- _EXERCISE DETAILS_:
Leave every picture out. Set down all the lines below exactly.
(DATASET EXTRACT)
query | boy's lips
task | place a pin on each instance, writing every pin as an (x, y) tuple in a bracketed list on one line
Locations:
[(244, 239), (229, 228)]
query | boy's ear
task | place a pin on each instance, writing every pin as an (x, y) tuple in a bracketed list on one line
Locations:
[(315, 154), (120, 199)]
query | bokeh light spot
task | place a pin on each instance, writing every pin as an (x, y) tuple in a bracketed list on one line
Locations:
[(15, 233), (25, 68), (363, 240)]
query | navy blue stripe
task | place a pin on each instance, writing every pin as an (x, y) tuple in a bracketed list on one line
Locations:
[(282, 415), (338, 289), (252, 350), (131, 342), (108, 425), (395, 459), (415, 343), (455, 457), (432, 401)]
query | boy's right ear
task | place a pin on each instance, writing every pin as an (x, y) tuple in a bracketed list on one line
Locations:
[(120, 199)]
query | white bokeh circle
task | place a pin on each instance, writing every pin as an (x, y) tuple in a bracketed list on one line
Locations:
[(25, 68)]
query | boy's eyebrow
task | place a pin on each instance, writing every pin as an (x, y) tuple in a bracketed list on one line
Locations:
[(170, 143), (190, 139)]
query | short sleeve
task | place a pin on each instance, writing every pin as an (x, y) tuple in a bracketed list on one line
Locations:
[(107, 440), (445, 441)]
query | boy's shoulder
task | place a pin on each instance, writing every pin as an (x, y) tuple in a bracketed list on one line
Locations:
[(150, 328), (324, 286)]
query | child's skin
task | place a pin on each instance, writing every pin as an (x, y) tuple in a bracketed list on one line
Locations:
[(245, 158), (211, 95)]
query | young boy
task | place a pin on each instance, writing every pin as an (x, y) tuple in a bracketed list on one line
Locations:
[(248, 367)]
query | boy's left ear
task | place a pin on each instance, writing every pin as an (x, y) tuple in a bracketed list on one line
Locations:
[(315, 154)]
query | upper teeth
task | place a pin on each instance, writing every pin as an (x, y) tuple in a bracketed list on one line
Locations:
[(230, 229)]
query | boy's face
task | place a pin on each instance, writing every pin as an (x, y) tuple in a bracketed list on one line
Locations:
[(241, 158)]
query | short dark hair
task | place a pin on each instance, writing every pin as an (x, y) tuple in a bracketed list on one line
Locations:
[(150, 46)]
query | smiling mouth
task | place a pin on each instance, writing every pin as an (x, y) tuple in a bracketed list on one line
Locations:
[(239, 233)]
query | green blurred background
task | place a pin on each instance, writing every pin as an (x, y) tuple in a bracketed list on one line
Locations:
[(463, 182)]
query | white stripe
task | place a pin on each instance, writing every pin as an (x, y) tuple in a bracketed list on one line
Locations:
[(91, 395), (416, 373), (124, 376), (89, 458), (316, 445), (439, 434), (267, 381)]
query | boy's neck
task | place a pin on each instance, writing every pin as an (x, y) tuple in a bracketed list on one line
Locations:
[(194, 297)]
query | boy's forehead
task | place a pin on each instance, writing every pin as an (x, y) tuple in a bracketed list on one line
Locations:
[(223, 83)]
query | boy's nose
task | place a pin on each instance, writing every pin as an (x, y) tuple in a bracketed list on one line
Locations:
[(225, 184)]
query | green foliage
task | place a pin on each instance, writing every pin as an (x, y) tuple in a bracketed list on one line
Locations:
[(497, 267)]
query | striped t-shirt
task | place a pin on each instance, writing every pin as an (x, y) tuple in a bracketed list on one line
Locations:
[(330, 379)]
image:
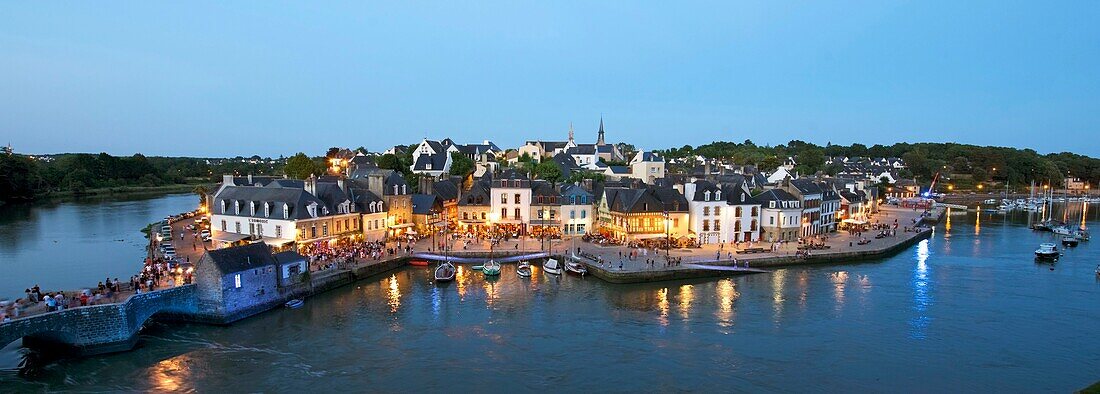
(End DATASET EXTRACT)
- _ANSWER BELOW_:
query | boy's lips
task | place a pin on each instance, writing every pin as an (x, y) tuple in a bracketed list on one line
Locations:
[(244, 239), (229, 228)]
query | boy's ear
task | place a pin on each instance, writing every pin as an (x, y) tuple in a bracketed list on one line
Locations:
[(315, 154), (120, 199)]
query | bokeh light spot
task | place a pin on each instance, writing every pin as an (x, y) tuple in a bracketed list on one line
Locations:
[(15, 233), (25, 68), (363, 240)]
query | navy blue stripe
task | place a pin on each instance, writing every pin as an (x, y) tuple in a bracketed list on one line
Locations:
[(282, 415), (338, 289), (252, 350), (131, 342), (108, 425), (395, 459), (415, 343), (455, 457), (432, 401)]
query | boy's right ear
task | place a pin on each instance, writing every pin as an (x, y) tuple in a bracketed list on one line
Locations:
[(120, 199)]
query | white bokeh circle
task | place a pin on each instance, writing every pin as an (x, y) tuple in a bracketed list on one line
Locations:
[(25, 68)]
query | boy's eyebrow
task | place a pin on each instance, writing every pin as an (x, y) tuple in a bracketed list on one line
Locations:
[(170, 143), (190, 139)]
query | short sleeve
task | place a pin on each instance, writing every pin as an (x, y) tuple in a bracketed list on one line
Locations:
[(107, 440), (445, 441)]
query | boy's shoulder
task | place a pin on each instance, writing every pin as an (x, y) tuple in a bracketed list on one line
Locations:
[(150, 328), (324, 286)]
query | child's skin
task | place a pin on each instance, writing every pin as an (x, y) tuple in a bracketed list on one line
Locations:
[(245, 158), (211, 95)]
query | young boy
task | place a pin on each instance, writing every pin as an (x, y) tuple in a bracketed list on one line
Locations:
[(248, 367)]
query | boy's left ear
task | place a pin on each instance, writing every pin as an (x, y) tuple in a bracketed list on one line
Locations:
[(315, 154)]
query | upper teeth
task | place a pin on each instance, writing every pin as an (x, y) tuple in a bracketed list on one line
Locations:
[(230, 229)]
query | boy's face
task | place a pin on each instance, writing every pin as an (x, y) tuple in a bracketed list on one line
Locations:
[(241, 158)]
query | short dark hair
task | place a pin on each instance, writing every pin as an (x, y) tuple in a bracketed list on one line
Locations:
[(150, 46)]
query | smiling mouth
task | place a pin on each instance, writing every pin as an (x, y) tuple in a bracketed list on one line
Locations:
[(239, 233)]
query | green blurred background
task | place a pin on each instance, writing every pin as an (x, y) tuple in a bracketed list on one line
Locations:
[(463, 182)]
query | white stripe
task | place a pin on each instance, writing every pin as an (x, y) tuple in a bracketed list on one line
Locations:
[(91, 395), (416, 373), (124, 376), (89, 458), (316, 445), (439, 434), (267, 381)]
query | boy's neck
task | place a pin on each instance, writing every pin as an (x, y) tuple in a bracketed list on one line
Locations:
[(194, 297)]
query | boy's forehead
task | place a pin on each instance, writing every pin as an (x, y) tuple in a bracketed list on one line
Locations:
[(223, 83)]
query | boy's nose
task | place a pin on each instance, writing every pin as an (x, y) tuple in a bracketed list on one line
Locations:
[(225, 184)]
query | green foliage
task | place a pin on each instance, writing every pin as an (x, y) tuple in a bracketed list on one line
Locations:
[(497, 267)]
query | striped t-shirt
task | place a pin on each instance, writing every pin as an (x, y) tuple in a bracketed list on one line
Locations:
[(330, 379)]
image:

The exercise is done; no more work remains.